What is needed:
In the data below, take the lines from the one containing "Pin a point on every instance of the black" through the one containing "(623, 1148)". Rewrite only those lines with "dirt" replaced by "soil" and everything else unchanged.

============

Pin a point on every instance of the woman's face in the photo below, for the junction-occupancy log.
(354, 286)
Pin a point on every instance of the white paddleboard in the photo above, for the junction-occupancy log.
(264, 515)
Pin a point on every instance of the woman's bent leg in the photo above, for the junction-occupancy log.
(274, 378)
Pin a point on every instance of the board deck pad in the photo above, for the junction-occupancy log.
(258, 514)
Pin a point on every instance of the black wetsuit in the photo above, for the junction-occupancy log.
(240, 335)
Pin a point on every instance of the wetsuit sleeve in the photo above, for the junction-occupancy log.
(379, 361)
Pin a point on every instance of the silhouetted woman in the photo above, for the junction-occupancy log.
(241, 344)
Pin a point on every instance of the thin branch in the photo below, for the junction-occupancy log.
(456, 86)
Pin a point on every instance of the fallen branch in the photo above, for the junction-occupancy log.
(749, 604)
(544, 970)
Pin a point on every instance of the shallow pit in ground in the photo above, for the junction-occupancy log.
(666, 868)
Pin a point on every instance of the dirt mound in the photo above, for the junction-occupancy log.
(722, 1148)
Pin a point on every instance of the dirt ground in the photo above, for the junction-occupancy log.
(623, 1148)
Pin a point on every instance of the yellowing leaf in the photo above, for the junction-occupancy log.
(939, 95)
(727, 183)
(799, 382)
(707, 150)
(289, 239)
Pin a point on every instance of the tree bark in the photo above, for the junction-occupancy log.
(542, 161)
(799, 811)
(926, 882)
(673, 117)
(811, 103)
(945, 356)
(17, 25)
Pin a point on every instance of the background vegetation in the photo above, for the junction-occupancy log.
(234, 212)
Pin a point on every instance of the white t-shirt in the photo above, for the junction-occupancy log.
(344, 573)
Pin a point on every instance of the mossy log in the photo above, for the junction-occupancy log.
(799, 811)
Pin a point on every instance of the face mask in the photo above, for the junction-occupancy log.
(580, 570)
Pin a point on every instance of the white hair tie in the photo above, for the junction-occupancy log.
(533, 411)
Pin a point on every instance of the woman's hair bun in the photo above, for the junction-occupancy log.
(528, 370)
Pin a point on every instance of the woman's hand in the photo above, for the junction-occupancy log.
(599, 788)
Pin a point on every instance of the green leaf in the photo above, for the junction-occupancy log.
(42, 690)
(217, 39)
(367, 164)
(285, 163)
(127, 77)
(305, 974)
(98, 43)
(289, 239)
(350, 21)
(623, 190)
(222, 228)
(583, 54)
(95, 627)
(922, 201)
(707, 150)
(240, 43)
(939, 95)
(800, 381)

============

Task output:
Pin a point on every instance of the black wetsuit in the photo above, for the junction-occupancy log.
(240, 335)
Pin a point on every instance of the wetsuit sleeve in the photo above, for the junction-occupancy log.
(379, 361)
Pin a point on every instance of the silhouetted woman in the photo above, for the junction-occupancy log.
(241, 344)
Pin a point on every instance of the thin branch in the photo below, for the junction-occupancy log.
(456, 86)
Pin a point on every instance of the fallen branch in the photo above, for the junction-occupancy log.
(749, 604)
(544, 970)
Pin a point on every instance of the shallow pit in ground in the photo above, for the junction-occupancy log.
(666, 868)
Pin a point on every instance of the soil mound in the photo above, for the junction-occupancy log.
(722, 1148)
Pin a point on every instance of the soil ground in the photo above, for the junction-occupancy log.
(623, 1148)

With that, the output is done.